> **WRITTEN INSTRUCTION**
Please list each line of the items below that contains the word "desk". Case counts.

──────── SUPPLIED RECORDS

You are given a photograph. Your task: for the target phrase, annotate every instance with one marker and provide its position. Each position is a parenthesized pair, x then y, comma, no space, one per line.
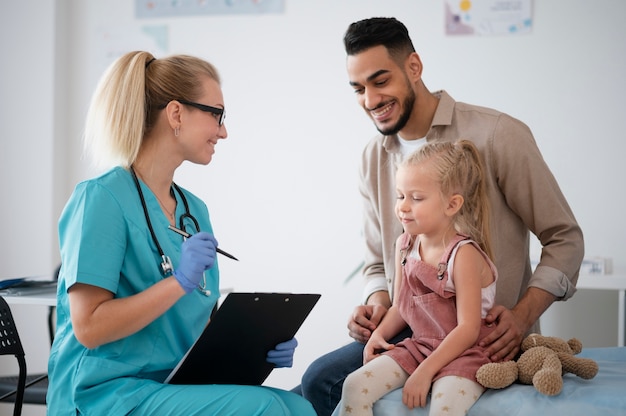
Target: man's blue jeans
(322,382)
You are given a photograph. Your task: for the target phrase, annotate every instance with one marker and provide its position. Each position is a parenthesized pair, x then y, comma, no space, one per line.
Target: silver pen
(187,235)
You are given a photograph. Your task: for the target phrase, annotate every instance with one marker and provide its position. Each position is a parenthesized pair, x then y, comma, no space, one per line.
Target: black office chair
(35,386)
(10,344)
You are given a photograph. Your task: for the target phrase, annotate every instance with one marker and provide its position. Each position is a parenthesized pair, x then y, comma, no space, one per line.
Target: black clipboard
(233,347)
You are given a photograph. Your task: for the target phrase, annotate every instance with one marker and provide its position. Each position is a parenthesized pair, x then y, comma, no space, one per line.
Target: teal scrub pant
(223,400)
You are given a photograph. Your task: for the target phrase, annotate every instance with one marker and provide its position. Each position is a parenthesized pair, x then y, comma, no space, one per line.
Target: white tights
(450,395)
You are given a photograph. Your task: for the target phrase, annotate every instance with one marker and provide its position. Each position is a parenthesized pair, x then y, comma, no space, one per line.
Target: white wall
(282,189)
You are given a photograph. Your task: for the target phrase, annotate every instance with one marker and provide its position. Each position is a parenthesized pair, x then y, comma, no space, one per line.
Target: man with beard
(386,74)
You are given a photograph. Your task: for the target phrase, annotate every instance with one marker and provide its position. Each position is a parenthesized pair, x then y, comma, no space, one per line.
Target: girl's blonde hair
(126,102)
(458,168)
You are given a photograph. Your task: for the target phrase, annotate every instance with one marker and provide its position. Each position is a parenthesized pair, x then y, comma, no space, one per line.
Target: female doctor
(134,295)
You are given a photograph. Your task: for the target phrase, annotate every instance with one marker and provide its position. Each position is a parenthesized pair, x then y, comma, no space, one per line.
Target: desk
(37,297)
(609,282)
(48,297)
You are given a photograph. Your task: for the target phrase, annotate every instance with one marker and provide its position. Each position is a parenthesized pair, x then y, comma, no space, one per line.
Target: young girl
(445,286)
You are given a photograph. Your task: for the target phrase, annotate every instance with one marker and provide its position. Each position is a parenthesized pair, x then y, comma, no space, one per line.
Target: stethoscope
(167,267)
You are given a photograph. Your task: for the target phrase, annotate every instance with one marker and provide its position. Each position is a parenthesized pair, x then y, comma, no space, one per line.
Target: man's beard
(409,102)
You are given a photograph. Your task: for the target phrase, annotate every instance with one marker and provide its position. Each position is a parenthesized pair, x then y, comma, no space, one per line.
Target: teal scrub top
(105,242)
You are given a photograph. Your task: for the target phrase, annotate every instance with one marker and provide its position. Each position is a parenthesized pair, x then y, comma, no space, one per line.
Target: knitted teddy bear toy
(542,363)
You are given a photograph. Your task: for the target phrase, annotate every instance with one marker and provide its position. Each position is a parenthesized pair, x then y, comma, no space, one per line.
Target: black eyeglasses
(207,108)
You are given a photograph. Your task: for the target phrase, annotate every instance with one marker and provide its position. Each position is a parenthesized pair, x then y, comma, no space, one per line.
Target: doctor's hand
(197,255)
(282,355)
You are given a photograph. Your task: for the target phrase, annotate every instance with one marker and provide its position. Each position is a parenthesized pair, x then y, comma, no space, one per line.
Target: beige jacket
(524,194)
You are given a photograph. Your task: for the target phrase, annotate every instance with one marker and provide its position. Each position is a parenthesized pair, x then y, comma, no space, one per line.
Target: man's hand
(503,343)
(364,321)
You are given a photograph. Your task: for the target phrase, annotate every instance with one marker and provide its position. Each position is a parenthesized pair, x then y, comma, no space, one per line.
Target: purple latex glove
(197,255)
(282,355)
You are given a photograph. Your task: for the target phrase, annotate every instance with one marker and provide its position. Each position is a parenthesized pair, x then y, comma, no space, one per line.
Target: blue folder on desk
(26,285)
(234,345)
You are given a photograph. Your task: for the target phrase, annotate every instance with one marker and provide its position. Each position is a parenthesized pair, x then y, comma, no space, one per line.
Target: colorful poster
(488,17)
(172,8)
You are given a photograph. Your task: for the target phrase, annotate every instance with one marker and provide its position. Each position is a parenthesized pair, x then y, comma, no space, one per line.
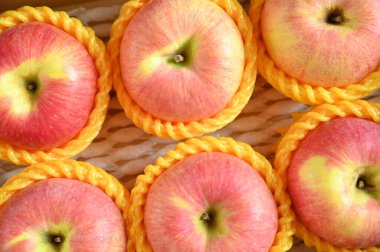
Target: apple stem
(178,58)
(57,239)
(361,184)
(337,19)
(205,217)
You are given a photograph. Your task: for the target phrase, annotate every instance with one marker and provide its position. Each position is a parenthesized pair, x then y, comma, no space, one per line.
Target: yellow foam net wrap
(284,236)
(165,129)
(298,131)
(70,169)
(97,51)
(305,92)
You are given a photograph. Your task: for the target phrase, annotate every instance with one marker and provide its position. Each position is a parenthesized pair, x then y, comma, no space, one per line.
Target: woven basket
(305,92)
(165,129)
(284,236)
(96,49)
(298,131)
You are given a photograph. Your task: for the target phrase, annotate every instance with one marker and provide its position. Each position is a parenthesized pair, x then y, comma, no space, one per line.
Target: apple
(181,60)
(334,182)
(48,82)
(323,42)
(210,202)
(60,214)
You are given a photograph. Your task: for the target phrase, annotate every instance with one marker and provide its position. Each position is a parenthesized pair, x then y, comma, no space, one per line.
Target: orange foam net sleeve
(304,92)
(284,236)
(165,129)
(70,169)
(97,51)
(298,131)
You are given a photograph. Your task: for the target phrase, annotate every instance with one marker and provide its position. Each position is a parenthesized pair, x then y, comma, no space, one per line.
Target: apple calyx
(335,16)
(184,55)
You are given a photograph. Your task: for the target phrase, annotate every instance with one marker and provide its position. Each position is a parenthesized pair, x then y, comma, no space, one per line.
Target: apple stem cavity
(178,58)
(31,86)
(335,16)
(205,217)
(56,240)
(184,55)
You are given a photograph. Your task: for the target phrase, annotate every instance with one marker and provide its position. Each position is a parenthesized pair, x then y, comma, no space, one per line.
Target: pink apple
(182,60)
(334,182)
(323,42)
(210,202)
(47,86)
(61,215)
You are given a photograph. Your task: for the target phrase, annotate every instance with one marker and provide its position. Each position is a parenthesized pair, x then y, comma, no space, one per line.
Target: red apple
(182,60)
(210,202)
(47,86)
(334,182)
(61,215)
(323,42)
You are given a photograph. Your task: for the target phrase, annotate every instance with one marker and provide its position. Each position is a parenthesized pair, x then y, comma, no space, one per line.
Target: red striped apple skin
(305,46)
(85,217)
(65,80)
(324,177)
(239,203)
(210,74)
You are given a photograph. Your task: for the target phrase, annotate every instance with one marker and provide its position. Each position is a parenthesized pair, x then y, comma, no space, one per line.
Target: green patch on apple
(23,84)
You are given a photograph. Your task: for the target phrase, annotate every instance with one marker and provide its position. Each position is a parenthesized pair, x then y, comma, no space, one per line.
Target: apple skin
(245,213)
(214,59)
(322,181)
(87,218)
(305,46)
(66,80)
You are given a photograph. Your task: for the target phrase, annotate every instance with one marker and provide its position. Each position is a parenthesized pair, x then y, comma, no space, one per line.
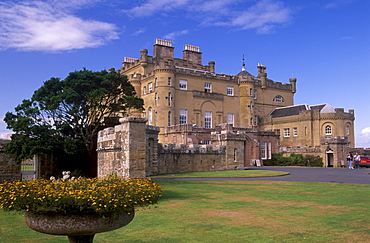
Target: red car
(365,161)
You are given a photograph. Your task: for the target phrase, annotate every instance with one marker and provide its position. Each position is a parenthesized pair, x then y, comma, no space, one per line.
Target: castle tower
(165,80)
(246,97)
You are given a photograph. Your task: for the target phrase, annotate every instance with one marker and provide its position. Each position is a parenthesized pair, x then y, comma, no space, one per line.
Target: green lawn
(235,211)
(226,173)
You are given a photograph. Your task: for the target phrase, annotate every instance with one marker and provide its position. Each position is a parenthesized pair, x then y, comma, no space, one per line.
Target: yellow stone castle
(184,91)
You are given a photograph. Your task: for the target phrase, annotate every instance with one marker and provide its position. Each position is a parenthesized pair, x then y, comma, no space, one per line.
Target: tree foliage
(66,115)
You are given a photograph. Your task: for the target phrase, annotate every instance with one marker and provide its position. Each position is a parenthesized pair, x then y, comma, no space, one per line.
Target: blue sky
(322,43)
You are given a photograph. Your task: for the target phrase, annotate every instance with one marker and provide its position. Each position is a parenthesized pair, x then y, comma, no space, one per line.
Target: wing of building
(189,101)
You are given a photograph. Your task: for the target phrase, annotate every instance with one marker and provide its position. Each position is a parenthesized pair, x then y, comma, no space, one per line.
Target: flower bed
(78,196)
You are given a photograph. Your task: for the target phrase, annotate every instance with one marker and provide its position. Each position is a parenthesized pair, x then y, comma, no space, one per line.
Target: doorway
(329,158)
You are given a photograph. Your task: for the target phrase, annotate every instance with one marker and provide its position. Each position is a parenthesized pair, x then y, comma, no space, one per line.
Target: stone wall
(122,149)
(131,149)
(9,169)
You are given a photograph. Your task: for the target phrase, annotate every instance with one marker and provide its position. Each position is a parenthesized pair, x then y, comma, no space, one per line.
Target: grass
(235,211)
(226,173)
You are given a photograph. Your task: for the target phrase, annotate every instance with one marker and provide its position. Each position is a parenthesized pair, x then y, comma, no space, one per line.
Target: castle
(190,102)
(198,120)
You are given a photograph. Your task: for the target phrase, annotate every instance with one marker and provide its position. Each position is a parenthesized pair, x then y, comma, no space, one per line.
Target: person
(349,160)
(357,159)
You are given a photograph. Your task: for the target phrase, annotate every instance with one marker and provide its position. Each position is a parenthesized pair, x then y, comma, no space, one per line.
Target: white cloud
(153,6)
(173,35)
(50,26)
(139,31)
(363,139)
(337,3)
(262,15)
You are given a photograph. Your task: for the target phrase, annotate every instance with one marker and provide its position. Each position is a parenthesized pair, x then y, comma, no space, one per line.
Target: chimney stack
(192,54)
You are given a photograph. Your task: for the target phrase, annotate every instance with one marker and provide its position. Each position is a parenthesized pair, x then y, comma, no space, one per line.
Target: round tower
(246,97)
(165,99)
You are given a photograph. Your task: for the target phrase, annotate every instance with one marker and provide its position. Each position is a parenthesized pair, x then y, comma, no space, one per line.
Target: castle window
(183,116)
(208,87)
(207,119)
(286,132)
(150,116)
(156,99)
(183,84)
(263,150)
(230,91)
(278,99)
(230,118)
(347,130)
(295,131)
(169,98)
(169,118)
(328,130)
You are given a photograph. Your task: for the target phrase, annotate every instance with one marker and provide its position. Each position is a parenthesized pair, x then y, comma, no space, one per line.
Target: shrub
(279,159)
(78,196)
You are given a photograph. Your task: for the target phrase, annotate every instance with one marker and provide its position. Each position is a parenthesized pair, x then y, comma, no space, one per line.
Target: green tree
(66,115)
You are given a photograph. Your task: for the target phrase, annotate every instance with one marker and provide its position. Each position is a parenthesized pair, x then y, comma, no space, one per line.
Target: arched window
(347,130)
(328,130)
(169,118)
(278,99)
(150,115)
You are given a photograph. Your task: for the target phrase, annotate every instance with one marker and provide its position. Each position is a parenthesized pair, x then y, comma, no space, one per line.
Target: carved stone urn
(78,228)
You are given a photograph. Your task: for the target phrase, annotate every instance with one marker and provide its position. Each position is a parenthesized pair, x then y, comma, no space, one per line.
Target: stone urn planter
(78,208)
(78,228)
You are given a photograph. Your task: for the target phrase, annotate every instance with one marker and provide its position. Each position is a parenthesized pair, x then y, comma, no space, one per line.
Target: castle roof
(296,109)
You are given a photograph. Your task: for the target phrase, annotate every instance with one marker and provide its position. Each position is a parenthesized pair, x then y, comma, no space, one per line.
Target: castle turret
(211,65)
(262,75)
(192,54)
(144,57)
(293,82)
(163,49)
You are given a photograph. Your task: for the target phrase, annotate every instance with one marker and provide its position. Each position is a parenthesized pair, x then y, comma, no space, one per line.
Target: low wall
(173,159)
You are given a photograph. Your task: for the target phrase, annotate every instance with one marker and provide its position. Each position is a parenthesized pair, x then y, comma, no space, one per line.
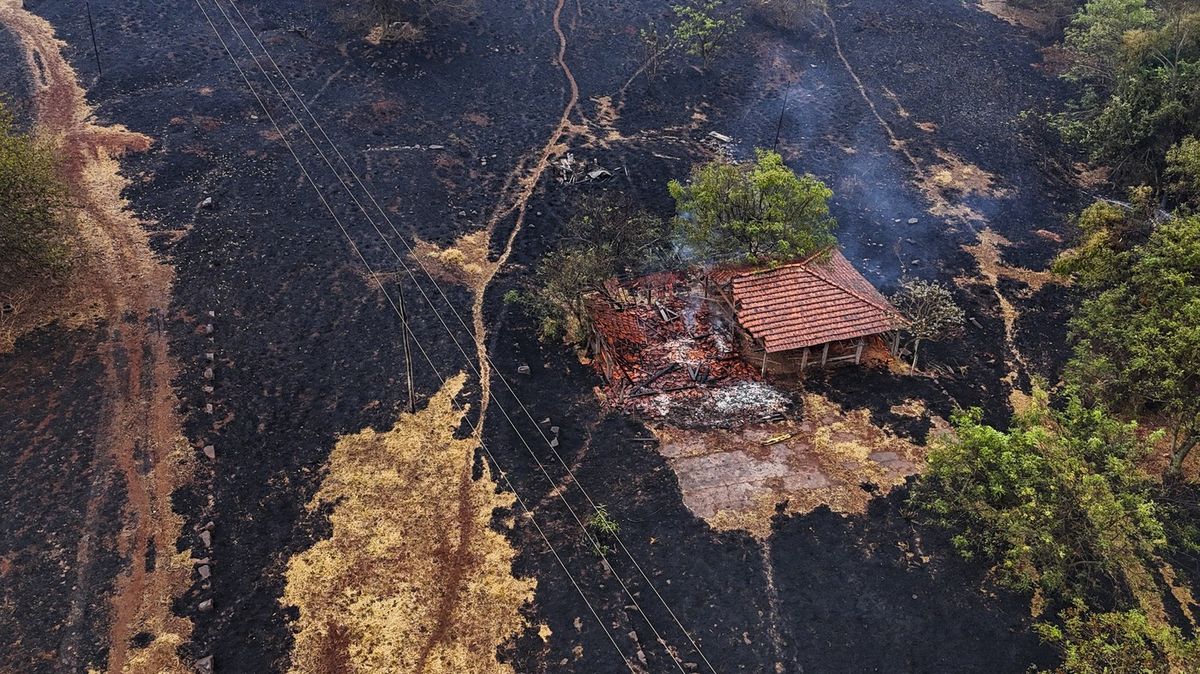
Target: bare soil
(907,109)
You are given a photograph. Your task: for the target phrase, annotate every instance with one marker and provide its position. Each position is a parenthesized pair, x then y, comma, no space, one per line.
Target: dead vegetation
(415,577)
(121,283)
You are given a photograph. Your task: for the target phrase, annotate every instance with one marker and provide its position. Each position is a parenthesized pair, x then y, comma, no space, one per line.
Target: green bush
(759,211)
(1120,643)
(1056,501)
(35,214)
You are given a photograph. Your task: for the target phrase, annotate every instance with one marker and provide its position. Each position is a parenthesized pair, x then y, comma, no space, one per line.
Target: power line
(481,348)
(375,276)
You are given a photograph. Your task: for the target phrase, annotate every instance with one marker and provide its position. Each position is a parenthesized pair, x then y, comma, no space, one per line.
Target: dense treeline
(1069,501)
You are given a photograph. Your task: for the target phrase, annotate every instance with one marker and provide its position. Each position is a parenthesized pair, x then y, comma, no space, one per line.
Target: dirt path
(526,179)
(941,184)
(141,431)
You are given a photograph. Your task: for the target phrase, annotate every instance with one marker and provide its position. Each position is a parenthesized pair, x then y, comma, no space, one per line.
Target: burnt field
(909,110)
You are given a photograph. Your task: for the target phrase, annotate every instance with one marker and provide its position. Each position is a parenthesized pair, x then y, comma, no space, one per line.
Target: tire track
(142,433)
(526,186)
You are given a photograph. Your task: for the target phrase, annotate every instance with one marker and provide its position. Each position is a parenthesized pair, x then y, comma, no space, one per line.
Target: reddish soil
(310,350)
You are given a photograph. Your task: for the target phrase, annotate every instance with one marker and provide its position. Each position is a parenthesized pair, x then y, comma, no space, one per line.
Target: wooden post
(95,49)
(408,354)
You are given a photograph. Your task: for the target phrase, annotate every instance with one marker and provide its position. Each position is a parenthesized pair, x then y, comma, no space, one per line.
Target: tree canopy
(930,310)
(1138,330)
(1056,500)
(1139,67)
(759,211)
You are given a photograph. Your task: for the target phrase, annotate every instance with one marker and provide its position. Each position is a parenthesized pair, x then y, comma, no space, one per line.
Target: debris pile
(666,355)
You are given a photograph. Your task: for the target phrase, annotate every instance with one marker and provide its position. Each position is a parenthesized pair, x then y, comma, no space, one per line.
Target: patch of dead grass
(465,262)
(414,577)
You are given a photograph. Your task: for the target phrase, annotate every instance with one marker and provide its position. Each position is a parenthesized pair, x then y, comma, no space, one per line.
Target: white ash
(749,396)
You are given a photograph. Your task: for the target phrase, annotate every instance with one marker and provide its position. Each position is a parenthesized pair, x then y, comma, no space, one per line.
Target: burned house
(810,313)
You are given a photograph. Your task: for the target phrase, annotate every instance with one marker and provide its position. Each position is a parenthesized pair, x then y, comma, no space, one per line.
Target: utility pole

────────────────

> **ANSWER TO THIS TASK**
Target: desk
Target: blue folder on desk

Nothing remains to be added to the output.